Return the material exactly as supplied, apart from the pictures, which are omitted.

# Given information start

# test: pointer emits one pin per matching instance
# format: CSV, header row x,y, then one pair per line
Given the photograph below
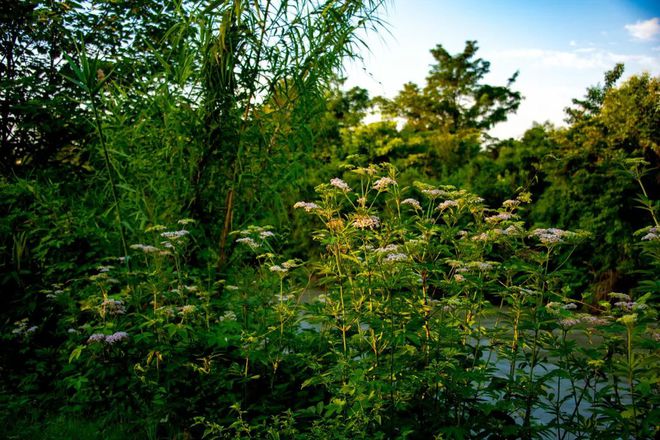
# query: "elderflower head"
x,y
433,193
174,235
510,203
307,206
499,217
340,184
383,183
394,258
96,337
278,269
248,241
412,202
551,235
363,221
447,204
386,249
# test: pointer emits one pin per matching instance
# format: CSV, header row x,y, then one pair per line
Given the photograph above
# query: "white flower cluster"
x,y
383,183
433,193
412,202
113,306
447,204
395,258
174,235
499,217
551,235
109,339
307,206
248,241
340,184
653,234
390,248
510,203
366,222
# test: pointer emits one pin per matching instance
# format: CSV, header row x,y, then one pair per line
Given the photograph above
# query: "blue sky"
x,y
560,47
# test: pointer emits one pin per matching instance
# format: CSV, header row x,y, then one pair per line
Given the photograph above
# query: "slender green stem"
x,y
111,179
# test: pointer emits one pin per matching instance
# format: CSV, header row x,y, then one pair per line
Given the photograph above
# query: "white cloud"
x,y
579,59
644,30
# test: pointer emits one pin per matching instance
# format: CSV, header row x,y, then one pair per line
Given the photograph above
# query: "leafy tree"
x,y
452,112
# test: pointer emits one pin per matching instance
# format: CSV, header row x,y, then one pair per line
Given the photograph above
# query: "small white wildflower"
x,y
366,221
433,193
174,235
383,183
307,206
499,217
551,235
593,320
96,337
412,202
447,204
393,258
510,203
113,306
340,184
248,241
387,249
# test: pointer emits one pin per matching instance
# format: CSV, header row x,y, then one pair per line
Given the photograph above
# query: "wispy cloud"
x,y
644,30
580,59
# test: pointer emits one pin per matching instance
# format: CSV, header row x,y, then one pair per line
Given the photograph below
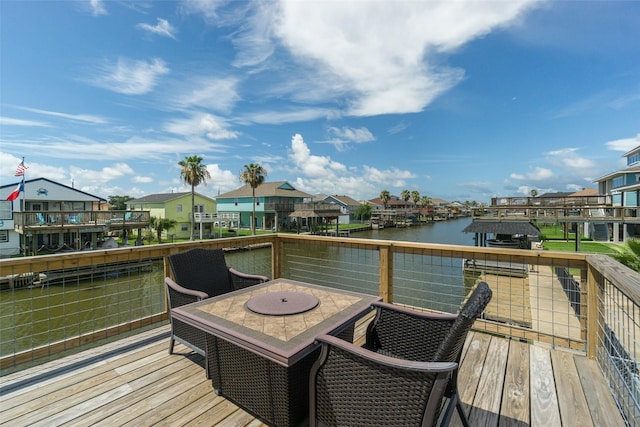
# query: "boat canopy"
x,y
503,227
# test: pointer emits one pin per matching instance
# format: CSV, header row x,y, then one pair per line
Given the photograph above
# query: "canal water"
x,y
33,317
445,232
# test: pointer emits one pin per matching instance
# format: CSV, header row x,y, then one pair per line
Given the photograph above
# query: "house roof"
x,y
28,182
502,227
631,169
267,189
345,200
557,195
585,192
159,197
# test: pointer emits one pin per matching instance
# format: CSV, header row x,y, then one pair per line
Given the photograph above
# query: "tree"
x,y
629,254
253,175
363,212
162,224
385,196
415,196
193,173
118,203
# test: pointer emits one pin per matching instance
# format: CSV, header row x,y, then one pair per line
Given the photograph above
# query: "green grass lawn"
x,y
586,246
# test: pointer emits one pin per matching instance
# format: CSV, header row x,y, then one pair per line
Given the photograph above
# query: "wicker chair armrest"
x,y
242,280
406,333
381,359
242,275
176,287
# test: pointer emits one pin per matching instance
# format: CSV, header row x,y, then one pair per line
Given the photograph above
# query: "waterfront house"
x,y
348,207
623,186
49,215
556,346
274,203
177,206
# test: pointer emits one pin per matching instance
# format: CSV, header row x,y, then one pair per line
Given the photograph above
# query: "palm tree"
x,y
415,196
253,175
384,197
405,195
193,173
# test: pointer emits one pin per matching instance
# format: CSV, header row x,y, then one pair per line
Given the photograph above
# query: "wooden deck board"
x,y
486,405
544,399
515,395
501,382
573,408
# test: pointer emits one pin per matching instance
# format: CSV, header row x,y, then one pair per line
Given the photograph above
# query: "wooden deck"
x,y
136,382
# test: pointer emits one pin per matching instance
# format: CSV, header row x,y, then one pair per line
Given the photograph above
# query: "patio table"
x,y
261,342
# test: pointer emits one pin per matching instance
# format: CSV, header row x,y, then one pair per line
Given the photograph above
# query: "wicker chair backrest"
x,y
450,348
203,270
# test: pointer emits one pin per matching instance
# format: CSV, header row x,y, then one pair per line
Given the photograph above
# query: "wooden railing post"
x,y
386,273
277,256
594,297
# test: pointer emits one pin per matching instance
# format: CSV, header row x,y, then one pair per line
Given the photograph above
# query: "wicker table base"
x,y
262,362
277,395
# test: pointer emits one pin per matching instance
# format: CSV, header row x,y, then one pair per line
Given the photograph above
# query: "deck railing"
x,y
57,220
586,303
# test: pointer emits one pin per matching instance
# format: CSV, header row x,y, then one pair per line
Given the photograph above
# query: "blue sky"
x,y
458,100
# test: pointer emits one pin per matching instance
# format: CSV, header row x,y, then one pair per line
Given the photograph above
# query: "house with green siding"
x,y
274,202
177,206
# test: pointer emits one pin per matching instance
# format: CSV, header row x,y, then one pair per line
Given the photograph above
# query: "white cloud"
x,y
213,127
75,117
8,121
569,158
348,134
382,52
309,164
136,147
107,173
162,28
320,174
142,179
393,177
342,137
537,174
207,8
625,144
219,94
222,180
97,7
130,77
294,116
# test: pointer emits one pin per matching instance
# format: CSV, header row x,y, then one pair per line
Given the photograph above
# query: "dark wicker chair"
x,y
428,337
199,274
353,386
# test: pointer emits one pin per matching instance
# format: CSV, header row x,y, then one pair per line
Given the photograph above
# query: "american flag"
x,y
21,168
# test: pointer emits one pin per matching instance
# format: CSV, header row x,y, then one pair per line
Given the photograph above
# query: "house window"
x,y
5,209
617,182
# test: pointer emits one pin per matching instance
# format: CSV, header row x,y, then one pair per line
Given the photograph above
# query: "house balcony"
x,y
79,221
557,345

# Given information end

Correct answer |
# test: pointer emits one pin per matching instance
# format: CSV, header row x,y, then one pair per line
Given the photograph below
# query: "elderflower head"
x,y
433,193
174,235
510,203
307,206
499,217
340,184
383,183
394,258
96,337
278,269
248,241
412,202
551,235
363,221
447,204
386,249
# test: pointer emits one pin per matching instance
# format: CSV, header row x,y, then one pair per line
Given the photograph above
# query: "white flower cluster"
x,y
383,183
433,193
412,202
113,306
447,204
395,258
174,235
499,217
551,235
109,339
307,206
248,241
340,184
653,234
390,248
510,203
366,222
# test: pointer emits one pin per matching instance
# format: CSV, header row x,y, then one pair per line
Given the photograph above
# query: "blue sky"
x,y
560,47
# test: pointer emits one pin per matching instance
# format: CSV, header row x,y, then one pair per line
Given the photograph above
# query: "slender green stem"
x,y
111,179
# test: pointer emits one pin per matching instance
# format: CSV, header row x,y, then one pair per line
Given the photograph above
# query: "white cloud"
x,y
579,59
644,30
# test: pointer emits one pin per matching instance
# format: CSV, header row x,y, then one pair per line
Given the photograph above
# query: "leafy tree"
x,y
452,112
# test: pointer emits one pin per matching instance
# format: CSV, header row x,y, then one pair per line
Given the photograph above
# query: "small white wildflower"
x,y
366,221
433,193
174,235
383,183
307,206
499,217
551,235
593,320
96,337
412,202
447,204
393,258
510,203
113,306
340,184
248,241
387,249
# test: pointer emits one pin per matching instance
# format: CSV, header row x,y, then one pair per line
Given the photograph above
# query: "wispy cloud"
x,y
644,30
580,59
# test: pointer emits one pin per matching instance
# format: CSV, header row x,y, then one pair per line
Given the photograph below
# query: "boat canopy"
x,y
503,227
# test: pointer emits one pin per matching instance
# format: CSV, header row x,y, then one pair per line
Given the photograph above
# query: "canal water"
x,y
33,317
445,232
# test: pointer emits one pin per matching instance
# format: CSV, header row x,y, then one pair per line
Given the photograph above
# query: "house roof"
x,y
28,182
502,227
631,169
267,189
345,200
557,195
585,192
159,197
# test: pointer emits one pin per matching instance
# format: CSV, header row x,y, then one pair per line
Given the photograph above
# query: "tree"
x,y
629,254
253,175
363,212
162,224
385,196
415,196
193,173
118,203
# test: pointer emits one pin per matching instance
# format: CSV, header row x,y, then one pair per line
Given the photograph above
# query: "green grass lawn"
x,y
586,246
# test: pointer emits one pin per matching instance
# format: CSV, header row x,y, then one pair per line
Given the photograph above
# query: "wicker chair armrest"
x,y
242,280
406,333
381,359
242,275
176,287
# test: pointer emits one pin per matching instance
# format: CSV, header row x,y, then one pair per line
Given the photograph above
# query: "waterfront house"
x,y
348,207
623,186
49,215
556,346
274,203
177,206
# test: pointer emits one pin per matching instance
# format: CSV, header row x,y, then one pair per line
Given the photograph above
# query: "palm tree"
x,y
415,196
253,175
384,197
405,195
193,173
# test: pointer emits one pin per matching instance
# format: CSV, header row x,y, then one pair per line
Given the photograph above
# query: "wooden deck board"
x,y
486,405
544,399
515,395
501,382
573,408
# test: pointer emits one pin per matching instance
# format: CSV, header row x,y, then one pair per line
Given the photograph above
# query: "wooden deck"
x,y
136,382
# test: pointer emits one pin per matching instance
# format: CSV, header row x,y, then one pair per line
Given the photograph above
# query: "patio table"
x,y
261,342
# test: pointer emits one pin per matching instance
# format: CSV, header row x,y, then one pair per line
Given the photograph above
# query: "wicker chair backrest"
x,y
450,348
203,270
# test: pointer emits one pin per matching instance
# format: CSV, header row x,y, then one pair per line
Given the photograph above
# query: "wooden railing post"
x,y
386,273
277,256
594,297
# test: pointer emits one pin per matching instance
# format: CSV, header row x,y, then one pair per line
Given the photograph above
# query: "wicker table base"
x,y
262,362
277,395
# test: pointer emits one pin per matching instance
# format: CSV, header row x,y, then one pair per line
Given the photograph above
# query: "deck railing"
x,y
57,220
586,303
# test: pointer emits one pin per matching instance
# format: CSV, header row x,y, then one pair per line
Given the photograph above
# query: "blue sky"
x,y
458,100
# test: pointer emits one pin per matching instance
# format: CSV, header row x,y, then one pair per line
Given the photograph above
# query: "house with green siding"
x,y
274,202
177,206
# test: pointer emits one pin per matching instance
# format: CSV, header row x,y, then one pair per line
Given the photograph above
# query: "white cloud"
x,y
213,127
75,117
8,121
569,158
348,134
382,52
309,164
136,147
107,173
162,28
320,174
142,179
393,177
342,137
537,174
207,8
625,144
219,94
222,180
97,7
130,77
294,116
# test: pointer emits one pin per matching instance
# format: CSV, header row x,y, then one pair per line
Given the photograph above
# query: "dark wicker chair"
x,y
428,337
199,274
353,386
# test: pointer emits one pin per matching instance
# format: CSV, header row x,y, then one pair per line
Given the photograph above
# query: "american flag"
x,y
21,168
# test: pointer emits one pin per matching instance
# format: CSV, header row x,y, then one pair per line
Given the photograph above
# query: "house window"
x,y
5,209
617,182
# test: pointer emits one pin per matching instance
# format: CSV, header row x,y, then one pair per line
Given the photograph above
# query: "house balcony"
x,y
79,221
557,345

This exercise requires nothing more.